### Stated task:
List each line of the data below that contains the string "tree", with case counting toward a match.
------ Records supplied
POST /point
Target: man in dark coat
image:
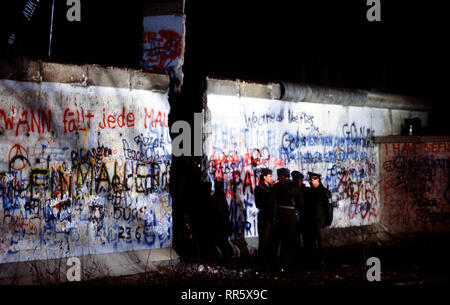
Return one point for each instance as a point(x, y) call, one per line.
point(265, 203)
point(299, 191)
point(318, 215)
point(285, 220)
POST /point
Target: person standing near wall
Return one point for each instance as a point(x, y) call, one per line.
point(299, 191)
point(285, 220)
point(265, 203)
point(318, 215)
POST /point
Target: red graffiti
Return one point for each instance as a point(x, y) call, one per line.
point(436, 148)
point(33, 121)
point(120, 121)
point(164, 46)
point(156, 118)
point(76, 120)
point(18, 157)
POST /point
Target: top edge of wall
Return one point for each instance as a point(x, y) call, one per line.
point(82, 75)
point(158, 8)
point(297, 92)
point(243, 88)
------------
------ Records supplied
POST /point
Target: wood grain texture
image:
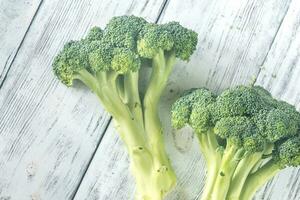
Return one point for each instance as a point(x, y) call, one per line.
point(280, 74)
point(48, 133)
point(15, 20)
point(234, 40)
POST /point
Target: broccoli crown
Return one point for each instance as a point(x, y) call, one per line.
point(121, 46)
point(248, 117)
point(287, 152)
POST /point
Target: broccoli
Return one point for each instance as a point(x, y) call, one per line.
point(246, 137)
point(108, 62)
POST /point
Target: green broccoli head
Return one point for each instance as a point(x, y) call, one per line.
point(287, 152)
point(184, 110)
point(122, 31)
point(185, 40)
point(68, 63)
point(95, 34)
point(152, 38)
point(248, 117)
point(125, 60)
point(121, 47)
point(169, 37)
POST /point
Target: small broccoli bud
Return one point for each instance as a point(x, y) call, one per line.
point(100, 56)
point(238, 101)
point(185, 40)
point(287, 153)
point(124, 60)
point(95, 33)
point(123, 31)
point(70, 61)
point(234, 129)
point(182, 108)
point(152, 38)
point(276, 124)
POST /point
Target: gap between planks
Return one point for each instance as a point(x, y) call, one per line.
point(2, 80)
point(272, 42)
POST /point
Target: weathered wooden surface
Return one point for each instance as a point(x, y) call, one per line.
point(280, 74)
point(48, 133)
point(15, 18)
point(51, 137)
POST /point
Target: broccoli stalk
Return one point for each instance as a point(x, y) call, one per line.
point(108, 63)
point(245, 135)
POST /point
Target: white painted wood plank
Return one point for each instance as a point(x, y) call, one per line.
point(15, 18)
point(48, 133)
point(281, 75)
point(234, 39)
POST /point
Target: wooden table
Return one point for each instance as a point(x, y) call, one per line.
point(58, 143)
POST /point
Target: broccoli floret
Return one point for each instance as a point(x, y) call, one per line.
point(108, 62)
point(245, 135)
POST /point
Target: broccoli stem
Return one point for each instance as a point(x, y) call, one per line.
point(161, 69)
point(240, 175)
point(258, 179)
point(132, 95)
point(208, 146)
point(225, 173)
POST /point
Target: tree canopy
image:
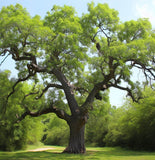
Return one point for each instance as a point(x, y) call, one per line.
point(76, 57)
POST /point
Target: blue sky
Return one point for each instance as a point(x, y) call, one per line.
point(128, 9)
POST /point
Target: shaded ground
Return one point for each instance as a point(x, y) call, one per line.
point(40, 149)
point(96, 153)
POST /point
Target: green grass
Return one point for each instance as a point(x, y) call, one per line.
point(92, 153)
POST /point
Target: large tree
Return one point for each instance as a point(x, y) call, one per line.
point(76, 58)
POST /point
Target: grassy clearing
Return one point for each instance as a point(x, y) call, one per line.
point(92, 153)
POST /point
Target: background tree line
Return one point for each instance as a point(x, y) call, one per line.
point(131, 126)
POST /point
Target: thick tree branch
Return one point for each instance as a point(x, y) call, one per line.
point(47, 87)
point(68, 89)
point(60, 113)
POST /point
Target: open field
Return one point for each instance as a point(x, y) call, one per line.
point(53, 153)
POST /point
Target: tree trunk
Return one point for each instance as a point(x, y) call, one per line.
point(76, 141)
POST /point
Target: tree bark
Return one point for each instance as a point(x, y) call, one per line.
------------
------ Records supplied
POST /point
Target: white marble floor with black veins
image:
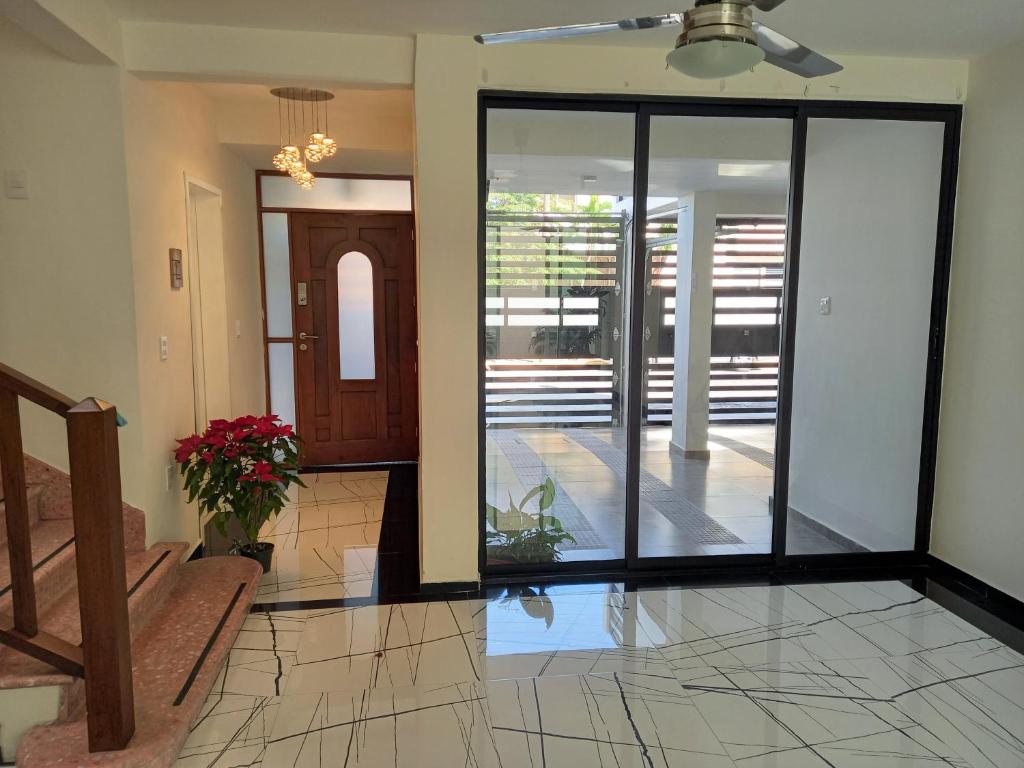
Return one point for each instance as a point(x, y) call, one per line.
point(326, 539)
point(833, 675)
------------
### Solved problem:
Target: tree canopy
Target: large tree
Target: background tree line
Target: thick tree branch
Target: tree trunk
Target: tree bark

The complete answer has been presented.